Records provided:
··········
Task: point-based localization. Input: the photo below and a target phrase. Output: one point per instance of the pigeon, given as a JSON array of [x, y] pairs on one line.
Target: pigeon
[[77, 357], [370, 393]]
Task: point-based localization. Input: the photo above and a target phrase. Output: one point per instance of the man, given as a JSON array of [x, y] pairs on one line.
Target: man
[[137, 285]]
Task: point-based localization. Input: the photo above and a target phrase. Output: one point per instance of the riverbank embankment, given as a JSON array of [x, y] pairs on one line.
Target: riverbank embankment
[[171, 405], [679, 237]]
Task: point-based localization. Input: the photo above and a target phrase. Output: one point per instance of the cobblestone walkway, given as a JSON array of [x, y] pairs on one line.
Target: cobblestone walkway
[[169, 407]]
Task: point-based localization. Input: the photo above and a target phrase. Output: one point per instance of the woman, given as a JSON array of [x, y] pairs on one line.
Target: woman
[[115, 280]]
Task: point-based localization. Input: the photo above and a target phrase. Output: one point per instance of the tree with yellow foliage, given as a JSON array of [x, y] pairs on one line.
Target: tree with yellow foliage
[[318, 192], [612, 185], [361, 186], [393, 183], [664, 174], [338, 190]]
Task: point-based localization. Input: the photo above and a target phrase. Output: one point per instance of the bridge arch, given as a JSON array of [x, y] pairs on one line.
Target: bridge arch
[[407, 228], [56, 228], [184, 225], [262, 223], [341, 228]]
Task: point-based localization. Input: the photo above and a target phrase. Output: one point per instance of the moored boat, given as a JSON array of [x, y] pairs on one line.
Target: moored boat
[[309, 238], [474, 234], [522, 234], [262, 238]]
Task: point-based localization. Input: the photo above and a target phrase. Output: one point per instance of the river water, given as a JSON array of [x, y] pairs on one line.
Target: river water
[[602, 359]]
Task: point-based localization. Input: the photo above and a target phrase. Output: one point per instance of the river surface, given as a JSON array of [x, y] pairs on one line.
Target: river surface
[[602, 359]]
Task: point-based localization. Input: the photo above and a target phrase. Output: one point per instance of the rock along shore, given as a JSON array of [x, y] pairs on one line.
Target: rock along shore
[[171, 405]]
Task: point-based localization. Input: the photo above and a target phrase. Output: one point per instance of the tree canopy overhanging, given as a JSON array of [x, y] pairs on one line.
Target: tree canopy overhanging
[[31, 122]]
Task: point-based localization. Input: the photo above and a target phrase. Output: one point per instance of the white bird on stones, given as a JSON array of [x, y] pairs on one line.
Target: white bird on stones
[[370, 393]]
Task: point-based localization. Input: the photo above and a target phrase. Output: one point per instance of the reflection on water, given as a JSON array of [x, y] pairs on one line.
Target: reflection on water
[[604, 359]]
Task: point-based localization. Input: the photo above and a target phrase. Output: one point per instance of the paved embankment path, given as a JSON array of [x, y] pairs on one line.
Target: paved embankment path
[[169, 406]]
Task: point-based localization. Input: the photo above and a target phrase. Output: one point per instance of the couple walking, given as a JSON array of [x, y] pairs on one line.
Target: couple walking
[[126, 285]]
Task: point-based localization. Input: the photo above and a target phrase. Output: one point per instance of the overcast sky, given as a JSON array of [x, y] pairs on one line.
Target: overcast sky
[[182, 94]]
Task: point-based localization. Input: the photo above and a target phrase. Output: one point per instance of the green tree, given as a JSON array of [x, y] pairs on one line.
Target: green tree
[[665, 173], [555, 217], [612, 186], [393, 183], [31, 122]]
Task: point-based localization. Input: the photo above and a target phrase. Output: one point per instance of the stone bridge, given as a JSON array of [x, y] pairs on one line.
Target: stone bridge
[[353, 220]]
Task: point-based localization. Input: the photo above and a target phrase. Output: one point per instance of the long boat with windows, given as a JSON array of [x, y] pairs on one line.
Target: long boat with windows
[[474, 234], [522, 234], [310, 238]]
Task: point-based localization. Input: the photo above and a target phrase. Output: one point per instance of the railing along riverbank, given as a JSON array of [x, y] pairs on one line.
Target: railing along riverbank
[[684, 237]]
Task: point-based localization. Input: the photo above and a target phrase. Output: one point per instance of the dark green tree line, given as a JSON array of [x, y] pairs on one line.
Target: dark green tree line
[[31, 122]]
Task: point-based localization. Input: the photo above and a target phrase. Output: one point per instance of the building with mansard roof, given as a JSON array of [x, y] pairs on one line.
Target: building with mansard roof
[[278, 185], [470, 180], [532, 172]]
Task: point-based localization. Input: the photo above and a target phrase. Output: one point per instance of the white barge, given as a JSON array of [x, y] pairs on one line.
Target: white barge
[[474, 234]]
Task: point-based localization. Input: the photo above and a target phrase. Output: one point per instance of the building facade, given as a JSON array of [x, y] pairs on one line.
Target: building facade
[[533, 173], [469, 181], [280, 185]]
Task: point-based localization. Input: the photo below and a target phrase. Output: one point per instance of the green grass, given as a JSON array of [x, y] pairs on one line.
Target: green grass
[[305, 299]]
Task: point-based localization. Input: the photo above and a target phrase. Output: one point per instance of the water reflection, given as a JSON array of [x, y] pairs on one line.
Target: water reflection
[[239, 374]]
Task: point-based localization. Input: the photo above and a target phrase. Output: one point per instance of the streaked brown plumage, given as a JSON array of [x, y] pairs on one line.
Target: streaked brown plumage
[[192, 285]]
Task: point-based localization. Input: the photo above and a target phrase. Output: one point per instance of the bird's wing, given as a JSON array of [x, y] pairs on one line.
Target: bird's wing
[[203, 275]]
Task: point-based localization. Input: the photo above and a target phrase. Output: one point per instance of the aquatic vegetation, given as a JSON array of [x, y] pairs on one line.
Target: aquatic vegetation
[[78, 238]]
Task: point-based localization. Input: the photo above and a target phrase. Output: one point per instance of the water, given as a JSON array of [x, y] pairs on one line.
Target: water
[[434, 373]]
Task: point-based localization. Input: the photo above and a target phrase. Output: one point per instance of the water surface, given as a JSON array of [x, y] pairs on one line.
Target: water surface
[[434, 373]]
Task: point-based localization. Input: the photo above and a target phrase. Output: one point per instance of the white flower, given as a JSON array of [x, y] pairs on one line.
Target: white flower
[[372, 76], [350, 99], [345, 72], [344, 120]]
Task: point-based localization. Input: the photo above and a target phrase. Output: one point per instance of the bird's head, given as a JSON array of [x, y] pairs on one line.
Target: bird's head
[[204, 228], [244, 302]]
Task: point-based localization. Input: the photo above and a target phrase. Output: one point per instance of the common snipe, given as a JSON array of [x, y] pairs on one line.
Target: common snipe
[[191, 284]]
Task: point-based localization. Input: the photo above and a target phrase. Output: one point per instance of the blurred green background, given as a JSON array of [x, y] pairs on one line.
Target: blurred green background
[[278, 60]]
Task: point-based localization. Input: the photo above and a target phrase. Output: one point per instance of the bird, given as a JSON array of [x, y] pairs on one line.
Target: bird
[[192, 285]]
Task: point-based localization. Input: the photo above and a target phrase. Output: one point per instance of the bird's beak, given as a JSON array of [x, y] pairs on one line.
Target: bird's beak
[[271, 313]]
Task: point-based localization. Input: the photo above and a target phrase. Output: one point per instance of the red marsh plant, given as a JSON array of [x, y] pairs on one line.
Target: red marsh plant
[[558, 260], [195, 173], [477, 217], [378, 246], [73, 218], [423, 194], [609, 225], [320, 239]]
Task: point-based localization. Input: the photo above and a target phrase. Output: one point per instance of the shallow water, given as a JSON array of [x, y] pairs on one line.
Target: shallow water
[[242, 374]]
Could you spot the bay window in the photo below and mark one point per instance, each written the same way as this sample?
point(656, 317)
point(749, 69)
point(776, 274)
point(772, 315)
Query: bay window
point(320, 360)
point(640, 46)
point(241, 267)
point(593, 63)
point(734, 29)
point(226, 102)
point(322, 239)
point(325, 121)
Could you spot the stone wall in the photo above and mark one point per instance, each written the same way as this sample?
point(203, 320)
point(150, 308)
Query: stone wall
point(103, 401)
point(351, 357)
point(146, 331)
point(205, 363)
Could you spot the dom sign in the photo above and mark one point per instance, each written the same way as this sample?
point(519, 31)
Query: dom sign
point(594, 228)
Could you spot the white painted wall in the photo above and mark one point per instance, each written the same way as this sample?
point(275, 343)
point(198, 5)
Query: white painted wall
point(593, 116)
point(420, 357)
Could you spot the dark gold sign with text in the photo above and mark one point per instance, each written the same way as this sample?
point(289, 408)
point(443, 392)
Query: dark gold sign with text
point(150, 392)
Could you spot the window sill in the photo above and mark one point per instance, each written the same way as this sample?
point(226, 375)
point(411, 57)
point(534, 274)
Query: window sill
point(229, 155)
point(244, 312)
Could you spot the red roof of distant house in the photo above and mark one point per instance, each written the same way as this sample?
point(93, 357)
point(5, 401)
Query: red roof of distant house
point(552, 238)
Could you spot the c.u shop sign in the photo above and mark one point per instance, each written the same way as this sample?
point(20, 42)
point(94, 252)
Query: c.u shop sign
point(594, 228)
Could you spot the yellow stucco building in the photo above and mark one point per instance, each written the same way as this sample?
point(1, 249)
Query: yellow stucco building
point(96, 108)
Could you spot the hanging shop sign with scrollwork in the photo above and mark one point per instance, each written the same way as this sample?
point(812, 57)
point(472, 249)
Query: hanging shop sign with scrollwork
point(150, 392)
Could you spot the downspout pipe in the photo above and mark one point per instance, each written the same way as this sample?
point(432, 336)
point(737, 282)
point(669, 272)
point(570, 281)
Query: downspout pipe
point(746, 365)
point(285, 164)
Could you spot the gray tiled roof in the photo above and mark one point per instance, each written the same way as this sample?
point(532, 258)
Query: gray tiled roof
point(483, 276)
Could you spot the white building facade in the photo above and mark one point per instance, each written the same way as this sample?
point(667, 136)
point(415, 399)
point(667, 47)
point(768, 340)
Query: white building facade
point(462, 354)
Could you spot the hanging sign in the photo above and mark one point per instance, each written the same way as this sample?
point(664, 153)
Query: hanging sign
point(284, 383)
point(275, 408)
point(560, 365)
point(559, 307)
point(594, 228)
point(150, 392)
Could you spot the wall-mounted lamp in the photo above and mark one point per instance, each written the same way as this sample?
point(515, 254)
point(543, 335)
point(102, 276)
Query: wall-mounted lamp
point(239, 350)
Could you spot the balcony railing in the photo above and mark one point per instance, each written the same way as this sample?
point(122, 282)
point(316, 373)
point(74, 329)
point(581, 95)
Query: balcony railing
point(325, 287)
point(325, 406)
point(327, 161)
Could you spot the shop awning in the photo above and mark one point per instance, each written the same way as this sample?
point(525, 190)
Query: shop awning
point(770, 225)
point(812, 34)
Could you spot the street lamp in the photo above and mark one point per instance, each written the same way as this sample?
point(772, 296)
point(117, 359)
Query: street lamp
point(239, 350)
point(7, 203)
··········
Locate and copy each line in the data above that includes the word "below".

Answer section:
Task: point-based localization. Input: the photo below and a target phrase. Output: one point per instance of the pigeon, given as a JSON array of [x, y] pairs on one line.
Task: point-based localization. Input: the photo below and a target phrase. Output: one point per instance of the green grass, given as a JSON array of [x, y] pairs on one line.
Could you spot the bay window in the photo below and mark one point per instance, each written the same way as this sample?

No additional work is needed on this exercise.